Citation
Mohd Thani, Nurfatimah
(2020)
Sugar recovery and optimization from bakery leftovers via subcritical water hydrolysis.
Doctoral thesis, Universiti Putra Malaysia.
Abstract
Subcritical water hydrolysis is an emerging extraction technique that has been
acknowledged as a green process. This study aims to recover sugar from leftover
croissants (LC) (52.42 ± 0.29% of carbohydrate content) and leftover doughnuts (LD) (46.59 ± 0.23%
of carbohydrate content) using subcritical water technique. The first part of this study determines
the effect of process parameters (temperature, time and solid loading) of subcritical water
hydrolysis (SWH) on sugar recovery. The sugar obtained from leftover samples (LC and LD)

Supplied entries
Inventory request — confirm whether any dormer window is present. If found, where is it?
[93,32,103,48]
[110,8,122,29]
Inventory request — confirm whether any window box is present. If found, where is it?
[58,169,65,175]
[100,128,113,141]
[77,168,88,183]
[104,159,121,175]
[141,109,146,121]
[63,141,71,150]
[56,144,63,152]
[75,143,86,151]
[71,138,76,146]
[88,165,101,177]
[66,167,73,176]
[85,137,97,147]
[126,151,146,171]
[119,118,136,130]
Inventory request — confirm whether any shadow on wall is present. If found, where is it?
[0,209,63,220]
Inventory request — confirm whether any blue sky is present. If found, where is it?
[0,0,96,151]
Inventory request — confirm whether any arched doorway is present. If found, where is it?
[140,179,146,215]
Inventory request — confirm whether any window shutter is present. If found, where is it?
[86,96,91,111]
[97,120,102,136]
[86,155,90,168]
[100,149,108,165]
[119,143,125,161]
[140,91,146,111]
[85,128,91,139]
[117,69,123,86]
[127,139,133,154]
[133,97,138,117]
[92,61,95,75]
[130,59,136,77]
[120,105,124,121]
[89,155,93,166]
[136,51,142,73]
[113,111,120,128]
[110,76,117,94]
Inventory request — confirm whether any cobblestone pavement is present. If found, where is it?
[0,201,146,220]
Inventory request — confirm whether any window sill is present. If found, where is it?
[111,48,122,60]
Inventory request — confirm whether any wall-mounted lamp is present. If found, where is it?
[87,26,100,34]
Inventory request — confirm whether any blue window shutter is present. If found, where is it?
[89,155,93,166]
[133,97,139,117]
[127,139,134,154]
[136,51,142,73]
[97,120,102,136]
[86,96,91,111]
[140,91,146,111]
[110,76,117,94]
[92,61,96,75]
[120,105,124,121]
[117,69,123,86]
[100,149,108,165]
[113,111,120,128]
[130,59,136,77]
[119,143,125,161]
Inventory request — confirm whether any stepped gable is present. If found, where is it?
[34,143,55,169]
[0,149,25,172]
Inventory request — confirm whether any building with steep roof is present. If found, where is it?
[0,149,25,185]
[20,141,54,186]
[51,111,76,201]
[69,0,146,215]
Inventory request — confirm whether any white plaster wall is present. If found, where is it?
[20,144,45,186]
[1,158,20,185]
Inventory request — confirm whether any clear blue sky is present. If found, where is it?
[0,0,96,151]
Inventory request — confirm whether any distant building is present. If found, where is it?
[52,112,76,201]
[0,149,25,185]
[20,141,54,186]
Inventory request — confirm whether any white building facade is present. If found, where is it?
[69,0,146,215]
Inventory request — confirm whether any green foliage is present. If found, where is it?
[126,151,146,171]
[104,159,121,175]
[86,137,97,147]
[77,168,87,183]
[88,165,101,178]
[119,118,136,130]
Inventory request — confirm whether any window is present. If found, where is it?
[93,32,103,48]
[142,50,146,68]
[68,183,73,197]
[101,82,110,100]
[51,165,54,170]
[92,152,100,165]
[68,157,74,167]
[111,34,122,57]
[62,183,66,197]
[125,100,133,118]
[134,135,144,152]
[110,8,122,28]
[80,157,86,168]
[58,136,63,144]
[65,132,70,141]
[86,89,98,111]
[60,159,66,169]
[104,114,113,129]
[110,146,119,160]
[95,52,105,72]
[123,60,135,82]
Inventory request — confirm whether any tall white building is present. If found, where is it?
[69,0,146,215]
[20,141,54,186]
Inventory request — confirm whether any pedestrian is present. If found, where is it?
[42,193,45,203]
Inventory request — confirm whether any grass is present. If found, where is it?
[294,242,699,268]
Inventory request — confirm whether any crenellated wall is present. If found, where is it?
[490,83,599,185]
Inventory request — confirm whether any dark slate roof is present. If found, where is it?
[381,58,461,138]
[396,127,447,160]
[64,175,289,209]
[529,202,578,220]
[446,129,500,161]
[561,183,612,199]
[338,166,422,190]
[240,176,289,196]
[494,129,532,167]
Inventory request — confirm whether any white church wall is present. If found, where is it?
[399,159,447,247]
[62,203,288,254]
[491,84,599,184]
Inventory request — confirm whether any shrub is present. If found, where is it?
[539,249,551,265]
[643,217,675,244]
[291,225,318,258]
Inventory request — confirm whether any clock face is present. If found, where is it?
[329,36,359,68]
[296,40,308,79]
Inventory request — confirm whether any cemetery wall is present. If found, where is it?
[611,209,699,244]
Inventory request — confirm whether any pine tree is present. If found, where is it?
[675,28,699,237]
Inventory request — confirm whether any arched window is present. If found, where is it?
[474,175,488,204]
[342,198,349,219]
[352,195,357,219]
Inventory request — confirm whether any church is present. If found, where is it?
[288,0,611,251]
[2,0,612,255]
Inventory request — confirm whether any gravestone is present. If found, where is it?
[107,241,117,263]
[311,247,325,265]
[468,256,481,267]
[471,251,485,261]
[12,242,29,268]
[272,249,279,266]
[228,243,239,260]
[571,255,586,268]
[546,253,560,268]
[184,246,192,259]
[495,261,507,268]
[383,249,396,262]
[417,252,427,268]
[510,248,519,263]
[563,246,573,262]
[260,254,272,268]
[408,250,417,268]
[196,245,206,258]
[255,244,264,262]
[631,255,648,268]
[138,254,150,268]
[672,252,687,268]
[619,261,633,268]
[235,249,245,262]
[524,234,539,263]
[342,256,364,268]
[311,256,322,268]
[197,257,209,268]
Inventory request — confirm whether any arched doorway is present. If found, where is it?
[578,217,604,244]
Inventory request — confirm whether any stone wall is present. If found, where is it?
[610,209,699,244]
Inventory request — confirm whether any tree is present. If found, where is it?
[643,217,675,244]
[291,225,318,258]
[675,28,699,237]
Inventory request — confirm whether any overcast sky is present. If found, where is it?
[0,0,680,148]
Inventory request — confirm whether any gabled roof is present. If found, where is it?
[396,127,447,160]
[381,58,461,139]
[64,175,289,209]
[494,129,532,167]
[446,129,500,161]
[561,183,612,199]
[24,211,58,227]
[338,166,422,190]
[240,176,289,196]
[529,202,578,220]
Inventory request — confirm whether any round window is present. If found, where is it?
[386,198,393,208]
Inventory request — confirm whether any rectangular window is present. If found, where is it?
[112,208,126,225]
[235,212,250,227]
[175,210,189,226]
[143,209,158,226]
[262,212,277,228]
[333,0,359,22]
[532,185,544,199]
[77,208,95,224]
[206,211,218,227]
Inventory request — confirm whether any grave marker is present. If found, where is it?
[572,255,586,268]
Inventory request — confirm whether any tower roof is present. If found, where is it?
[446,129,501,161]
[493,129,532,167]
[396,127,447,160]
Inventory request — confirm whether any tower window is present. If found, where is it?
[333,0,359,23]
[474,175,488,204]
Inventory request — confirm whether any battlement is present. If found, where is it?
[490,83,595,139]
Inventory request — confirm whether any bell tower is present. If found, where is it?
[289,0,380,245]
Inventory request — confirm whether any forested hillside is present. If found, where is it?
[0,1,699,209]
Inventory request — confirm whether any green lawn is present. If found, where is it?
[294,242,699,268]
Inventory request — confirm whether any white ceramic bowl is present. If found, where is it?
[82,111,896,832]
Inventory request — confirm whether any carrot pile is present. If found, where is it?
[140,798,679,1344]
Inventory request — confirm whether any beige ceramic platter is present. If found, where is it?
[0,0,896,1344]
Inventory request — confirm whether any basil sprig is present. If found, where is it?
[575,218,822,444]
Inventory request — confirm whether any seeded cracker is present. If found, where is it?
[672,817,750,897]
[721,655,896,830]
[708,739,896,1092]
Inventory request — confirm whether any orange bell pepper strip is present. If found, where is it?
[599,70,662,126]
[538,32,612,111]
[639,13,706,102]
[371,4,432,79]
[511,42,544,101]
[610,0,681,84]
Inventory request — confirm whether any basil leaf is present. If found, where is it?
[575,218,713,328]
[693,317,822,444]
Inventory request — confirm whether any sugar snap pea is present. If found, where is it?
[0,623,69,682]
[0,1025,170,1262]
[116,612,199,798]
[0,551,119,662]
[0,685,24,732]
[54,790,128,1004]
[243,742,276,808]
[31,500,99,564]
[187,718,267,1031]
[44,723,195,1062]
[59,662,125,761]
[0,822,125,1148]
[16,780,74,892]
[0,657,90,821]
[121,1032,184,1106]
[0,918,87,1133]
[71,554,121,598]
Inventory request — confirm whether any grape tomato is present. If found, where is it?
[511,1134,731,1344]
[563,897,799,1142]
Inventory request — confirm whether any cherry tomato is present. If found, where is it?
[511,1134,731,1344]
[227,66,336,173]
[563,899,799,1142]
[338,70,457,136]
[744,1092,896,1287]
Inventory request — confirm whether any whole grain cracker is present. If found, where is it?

Your task
Reproduce the sugar recovery text in full, word for word. The records bear no relation to the sugar recovery text.

Written response
Citation
Mohd Thani, Nurfatimah
(2020)
Sugar recovery and optimization from bakery leftovers via subcritical water hydrolysis.
Doctoral thesis, Universiti Putra Malaysia.
Abstract
Subcritical water hydrolysis is an emerging extraction technique that has been
acknowledged as a green process. This study aims to recover sugar from leftover
croissants (LC) (52.42 ± 0.29% of carbohydrate content) and leftover doughnuts (LD) (46.59 ± 0.23%
of carbohydrate content) using subcritical water technique. The first part of this study determines
the effect of process parameters (temperature, time and solid loading) of subcritical water
hydrolysis (SWH) on sugar recovery. The sugar obtained from leftover samples (LC and LD)